**What you are asked to do**
Begin at the line that has "drop a point: the man's brown shoe" and continue through the end of the records. Update that stretch by changing "wrinkled face" to "lined face", leaving everything else unchanged, and return only those lines.

**Material shown**
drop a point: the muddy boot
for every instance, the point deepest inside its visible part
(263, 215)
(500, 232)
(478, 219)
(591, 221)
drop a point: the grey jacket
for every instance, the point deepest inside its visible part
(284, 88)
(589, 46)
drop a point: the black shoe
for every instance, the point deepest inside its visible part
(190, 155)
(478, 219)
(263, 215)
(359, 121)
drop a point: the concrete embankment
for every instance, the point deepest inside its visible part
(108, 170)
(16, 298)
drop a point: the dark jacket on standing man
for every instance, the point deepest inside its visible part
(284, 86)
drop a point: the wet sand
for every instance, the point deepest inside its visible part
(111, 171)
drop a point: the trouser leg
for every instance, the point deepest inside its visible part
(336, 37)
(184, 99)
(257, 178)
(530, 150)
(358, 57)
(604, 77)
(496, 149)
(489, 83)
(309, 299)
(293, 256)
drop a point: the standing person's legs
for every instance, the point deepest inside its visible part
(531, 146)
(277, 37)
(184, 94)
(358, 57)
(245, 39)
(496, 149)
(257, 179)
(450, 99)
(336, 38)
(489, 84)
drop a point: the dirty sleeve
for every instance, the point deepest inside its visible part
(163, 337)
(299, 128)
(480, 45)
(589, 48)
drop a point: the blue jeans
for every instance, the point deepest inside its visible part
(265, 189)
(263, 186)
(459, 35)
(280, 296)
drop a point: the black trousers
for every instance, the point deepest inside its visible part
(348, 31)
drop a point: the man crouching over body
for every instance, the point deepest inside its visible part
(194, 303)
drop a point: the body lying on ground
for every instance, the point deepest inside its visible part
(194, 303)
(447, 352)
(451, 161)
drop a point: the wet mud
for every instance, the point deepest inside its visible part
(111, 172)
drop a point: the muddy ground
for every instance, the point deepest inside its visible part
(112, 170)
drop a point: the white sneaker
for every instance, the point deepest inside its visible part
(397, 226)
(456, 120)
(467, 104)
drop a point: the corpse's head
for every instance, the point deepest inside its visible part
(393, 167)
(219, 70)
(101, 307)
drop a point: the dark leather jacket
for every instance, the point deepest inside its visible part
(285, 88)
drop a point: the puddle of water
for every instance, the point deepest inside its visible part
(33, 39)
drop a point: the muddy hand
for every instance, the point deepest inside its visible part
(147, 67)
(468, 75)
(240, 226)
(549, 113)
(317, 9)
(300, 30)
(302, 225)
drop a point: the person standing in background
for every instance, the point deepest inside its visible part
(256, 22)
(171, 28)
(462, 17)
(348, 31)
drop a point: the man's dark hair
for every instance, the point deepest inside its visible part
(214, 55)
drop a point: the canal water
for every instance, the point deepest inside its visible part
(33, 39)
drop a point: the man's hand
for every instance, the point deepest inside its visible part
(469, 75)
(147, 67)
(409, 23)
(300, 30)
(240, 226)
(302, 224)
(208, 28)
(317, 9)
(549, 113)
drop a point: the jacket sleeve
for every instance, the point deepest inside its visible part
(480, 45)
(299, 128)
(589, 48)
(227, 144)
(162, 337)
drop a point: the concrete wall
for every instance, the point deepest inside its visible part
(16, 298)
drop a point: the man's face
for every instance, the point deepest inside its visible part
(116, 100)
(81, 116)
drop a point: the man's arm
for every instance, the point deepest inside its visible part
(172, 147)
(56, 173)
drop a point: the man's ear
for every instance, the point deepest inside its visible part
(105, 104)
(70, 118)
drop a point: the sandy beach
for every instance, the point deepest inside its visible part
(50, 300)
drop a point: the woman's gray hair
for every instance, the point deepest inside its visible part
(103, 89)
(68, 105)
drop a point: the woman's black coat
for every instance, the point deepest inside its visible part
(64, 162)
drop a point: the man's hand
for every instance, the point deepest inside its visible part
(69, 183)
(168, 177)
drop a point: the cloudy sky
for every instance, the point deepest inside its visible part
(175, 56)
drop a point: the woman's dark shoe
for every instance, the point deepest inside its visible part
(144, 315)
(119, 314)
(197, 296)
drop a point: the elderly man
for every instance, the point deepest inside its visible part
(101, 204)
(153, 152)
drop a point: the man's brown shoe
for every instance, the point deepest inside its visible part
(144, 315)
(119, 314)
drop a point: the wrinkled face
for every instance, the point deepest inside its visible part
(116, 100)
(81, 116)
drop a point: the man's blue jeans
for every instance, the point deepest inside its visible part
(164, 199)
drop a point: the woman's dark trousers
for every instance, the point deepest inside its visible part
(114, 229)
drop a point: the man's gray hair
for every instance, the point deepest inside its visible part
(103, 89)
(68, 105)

**Exercise answer**
drop a point: the man's brown shoe
for every instance, the point deepest inside its visible part
(144, 315)
(119, 314)
drop a point: the lined face
for every instance, the point deepest inside its visible part
(116, 100)
(81, 116)
drop a point: the man's blue jeans
for every instance, the point deepest inside its visible part
(164, 199)
drop a point: the woman's dark trousers
for every instance, the point deepest inside its visible part
(114, 229)
drop a point: the man's gray hair
for every instance, the point deepest inside its visible part
(103, 89)
(68, 105)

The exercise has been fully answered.